*Tasks and exercises:*
**A.** Answer these questions using the lemon pepper pork chop recipe:
(i) At what temperature is the oven set to broil?
(ii) How long do the pork chops cook on each side?
(iii) What fraction of the cooked rice is saved for the next meal?
**B.** Carry the lemon pepper pork chop recipe forward from its final step.
[start of Document excerpt]
Cooking for the Week - Lemon Pepper Pork Chop and Rice Pilaf with Vegetable Saute - Part 1
|Olive oil||3⁄4 Cup (12 tbs)|
|Lemon zest||1 Teaspoon|
|Lemon pepper||2 Tablespoon|
|Rice||3 Cup (48 tbs)|
|Water||6 Cup (96 tbs)|
|Zucchini||1 Large, slice|
|Squash||1 Medium, slice|
|Garlic cloves||2 , chop|
|Carrot||1 Small, shredded|
|Parsley||2 Tablespoon, chopped finely|
|Garlic salt||2 Teaspoon|
|Almonds||3⁄4 Cup (12 tbs), slivered|
1. Set oven to broil at 400 degrees Fahrenheit.
2. For the marinade: In a bowl, mix 1/2 cup of olive oil, lemon zest and half a lemon's juice and mix.
3. Season each side of the pork chops with lemon pepper and salt.
4. Place the pork chops in a ziplock bag.
5. Pour the marinade into the ziplock bag, Close it and squish to coat the pork chops. Put this in the refrigerator for marinating for few hours.
6. After a few hours, place the pork chops on a broiling rack and put into oven.
7. Let it cook for 8 minutes on each side.
8. For the Rice Pilaf: In a bowl, add the rice and water and put to boil.
9. Once the rice is ready, save 3/4 of it for the next meal.
10. Add 3 tablespoons olive oil, garlic salt, almonds, 1 teaspoon parslet to the remaining rice and mix.
[end of Document excerpt]
[start of Data provided]
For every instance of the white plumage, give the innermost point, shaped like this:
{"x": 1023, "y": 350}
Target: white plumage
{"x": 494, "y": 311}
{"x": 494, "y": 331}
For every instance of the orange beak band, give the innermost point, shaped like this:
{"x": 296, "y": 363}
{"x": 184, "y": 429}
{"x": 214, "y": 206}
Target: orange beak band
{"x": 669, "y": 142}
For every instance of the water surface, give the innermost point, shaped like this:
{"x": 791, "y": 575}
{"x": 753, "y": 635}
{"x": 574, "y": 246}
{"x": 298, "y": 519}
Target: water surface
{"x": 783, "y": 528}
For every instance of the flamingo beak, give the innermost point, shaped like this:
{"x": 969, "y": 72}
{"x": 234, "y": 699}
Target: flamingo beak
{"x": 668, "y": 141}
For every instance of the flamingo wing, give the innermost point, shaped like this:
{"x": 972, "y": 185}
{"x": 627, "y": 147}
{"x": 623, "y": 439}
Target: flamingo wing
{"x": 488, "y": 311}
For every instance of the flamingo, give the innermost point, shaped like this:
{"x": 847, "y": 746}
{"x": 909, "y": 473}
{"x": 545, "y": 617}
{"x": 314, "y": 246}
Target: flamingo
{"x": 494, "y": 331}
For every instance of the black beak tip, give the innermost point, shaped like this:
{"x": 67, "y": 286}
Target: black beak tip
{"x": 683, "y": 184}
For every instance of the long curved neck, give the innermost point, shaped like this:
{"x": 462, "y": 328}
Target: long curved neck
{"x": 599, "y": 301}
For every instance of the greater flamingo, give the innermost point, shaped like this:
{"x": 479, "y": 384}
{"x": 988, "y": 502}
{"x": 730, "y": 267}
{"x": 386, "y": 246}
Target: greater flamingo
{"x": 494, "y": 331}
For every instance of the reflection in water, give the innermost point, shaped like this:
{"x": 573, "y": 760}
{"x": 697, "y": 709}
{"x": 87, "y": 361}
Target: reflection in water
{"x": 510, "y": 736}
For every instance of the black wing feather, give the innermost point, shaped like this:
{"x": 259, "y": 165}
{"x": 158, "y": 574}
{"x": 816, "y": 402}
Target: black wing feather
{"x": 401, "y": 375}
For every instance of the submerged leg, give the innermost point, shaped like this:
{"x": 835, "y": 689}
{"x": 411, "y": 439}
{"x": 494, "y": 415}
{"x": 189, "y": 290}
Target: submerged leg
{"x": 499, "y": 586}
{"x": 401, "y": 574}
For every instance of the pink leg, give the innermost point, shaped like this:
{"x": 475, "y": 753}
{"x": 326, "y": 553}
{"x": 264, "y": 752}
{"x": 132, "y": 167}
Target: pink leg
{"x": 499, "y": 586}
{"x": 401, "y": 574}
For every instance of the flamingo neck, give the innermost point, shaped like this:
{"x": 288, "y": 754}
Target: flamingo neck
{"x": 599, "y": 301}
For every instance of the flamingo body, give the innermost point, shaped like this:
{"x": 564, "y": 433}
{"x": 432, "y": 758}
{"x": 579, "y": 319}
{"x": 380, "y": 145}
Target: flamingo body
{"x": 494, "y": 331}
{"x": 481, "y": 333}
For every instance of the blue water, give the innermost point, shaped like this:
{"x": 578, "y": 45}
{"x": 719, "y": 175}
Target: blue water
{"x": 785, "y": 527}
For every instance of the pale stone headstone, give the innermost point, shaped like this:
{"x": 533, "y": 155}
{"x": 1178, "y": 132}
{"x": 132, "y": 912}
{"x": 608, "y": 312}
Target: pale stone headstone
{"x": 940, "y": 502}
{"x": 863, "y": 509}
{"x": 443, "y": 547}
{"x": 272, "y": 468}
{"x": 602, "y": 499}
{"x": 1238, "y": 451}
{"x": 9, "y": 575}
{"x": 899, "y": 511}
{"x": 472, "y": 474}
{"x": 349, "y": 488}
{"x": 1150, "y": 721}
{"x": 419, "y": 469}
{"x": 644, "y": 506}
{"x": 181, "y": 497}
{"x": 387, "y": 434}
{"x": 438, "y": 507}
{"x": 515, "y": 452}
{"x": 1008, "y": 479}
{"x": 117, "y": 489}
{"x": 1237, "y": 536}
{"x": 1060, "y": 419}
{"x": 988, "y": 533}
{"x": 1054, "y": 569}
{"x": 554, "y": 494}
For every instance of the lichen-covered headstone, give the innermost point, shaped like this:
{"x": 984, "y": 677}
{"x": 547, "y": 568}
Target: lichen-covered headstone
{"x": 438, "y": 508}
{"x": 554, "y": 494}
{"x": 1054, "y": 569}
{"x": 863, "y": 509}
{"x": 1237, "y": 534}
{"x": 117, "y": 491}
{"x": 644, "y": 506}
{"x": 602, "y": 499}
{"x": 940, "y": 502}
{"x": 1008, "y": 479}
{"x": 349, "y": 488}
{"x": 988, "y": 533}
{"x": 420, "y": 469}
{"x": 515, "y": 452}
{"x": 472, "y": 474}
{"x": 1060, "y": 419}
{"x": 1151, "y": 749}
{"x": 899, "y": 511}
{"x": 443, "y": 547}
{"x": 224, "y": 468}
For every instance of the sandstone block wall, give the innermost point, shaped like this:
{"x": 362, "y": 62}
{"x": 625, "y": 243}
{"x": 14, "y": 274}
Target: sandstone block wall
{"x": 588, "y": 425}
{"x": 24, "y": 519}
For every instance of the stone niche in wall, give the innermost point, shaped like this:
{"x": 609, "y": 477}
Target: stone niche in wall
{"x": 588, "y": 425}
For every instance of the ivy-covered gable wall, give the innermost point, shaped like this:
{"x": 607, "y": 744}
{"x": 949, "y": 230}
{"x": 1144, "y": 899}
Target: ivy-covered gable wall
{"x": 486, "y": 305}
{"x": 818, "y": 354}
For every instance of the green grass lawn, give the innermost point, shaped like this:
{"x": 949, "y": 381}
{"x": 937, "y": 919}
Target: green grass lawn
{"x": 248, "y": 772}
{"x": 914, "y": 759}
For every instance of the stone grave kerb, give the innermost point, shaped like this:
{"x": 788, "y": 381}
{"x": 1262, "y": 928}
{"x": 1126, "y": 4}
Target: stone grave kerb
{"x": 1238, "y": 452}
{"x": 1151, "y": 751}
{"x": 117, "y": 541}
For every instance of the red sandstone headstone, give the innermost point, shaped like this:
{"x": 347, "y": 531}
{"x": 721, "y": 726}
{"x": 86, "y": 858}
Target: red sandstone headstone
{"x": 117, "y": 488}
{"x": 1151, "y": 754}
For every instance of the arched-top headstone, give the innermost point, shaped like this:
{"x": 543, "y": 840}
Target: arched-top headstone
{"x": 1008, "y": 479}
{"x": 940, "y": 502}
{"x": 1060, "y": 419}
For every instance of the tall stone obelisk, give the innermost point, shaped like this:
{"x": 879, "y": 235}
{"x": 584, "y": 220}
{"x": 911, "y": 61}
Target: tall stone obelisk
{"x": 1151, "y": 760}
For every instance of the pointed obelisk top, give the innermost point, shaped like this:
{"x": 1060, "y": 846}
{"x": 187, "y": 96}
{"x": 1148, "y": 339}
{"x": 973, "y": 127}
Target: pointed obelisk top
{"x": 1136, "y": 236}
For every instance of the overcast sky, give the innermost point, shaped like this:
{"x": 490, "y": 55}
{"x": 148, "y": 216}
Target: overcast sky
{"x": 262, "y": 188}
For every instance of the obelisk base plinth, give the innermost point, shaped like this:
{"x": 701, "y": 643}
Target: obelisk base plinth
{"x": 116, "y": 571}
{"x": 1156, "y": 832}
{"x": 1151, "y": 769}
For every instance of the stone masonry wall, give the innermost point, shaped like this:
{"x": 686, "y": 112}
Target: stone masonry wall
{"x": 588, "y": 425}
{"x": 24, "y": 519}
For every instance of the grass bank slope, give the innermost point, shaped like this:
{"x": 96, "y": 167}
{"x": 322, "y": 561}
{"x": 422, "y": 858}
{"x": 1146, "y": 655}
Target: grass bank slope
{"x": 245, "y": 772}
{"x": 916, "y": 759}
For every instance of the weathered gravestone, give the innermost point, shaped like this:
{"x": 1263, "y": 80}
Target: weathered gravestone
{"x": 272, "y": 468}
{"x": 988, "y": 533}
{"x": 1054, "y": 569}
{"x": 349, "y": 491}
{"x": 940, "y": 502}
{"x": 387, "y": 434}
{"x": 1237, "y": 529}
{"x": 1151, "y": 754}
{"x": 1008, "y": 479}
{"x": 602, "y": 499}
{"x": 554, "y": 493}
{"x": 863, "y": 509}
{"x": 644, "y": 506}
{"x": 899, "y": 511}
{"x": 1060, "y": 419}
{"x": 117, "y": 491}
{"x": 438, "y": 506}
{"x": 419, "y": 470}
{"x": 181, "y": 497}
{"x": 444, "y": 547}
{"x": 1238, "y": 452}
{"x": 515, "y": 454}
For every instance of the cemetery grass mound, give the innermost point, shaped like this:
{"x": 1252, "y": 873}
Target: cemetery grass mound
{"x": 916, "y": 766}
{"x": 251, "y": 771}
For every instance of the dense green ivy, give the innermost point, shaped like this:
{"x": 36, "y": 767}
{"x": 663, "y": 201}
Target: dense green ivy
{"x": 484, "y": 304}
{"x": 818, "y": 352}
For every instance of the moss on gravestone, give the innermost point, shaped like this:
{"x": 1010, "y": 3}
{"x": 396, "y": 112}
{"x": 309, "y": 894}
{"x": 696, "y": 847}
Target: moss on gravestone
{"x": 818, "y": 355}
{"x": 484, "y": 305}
[end of Data provided]
*Expected outputs:*
**A.**
(i) 400 degrees Fahrenheit
(ii) 8 minutes
(iii) 3/4

**B.**
11. Once it starts boiling, reduce to low and put lid on and cook until all the water is absorbed.
12. For the Vegetable Saute: In a pan, heat 2 tablespoons of olive oil and butter.
13. Add the zucchini, garlic and squash to the pan and saute.
14. Add the carrots and let the vegetables get tender not browned.
15. Once tender, add parsley and salt to taste.
16. Plate a pork chop, a portion of rice pilaf and vegetable saute and serve as a complete meal.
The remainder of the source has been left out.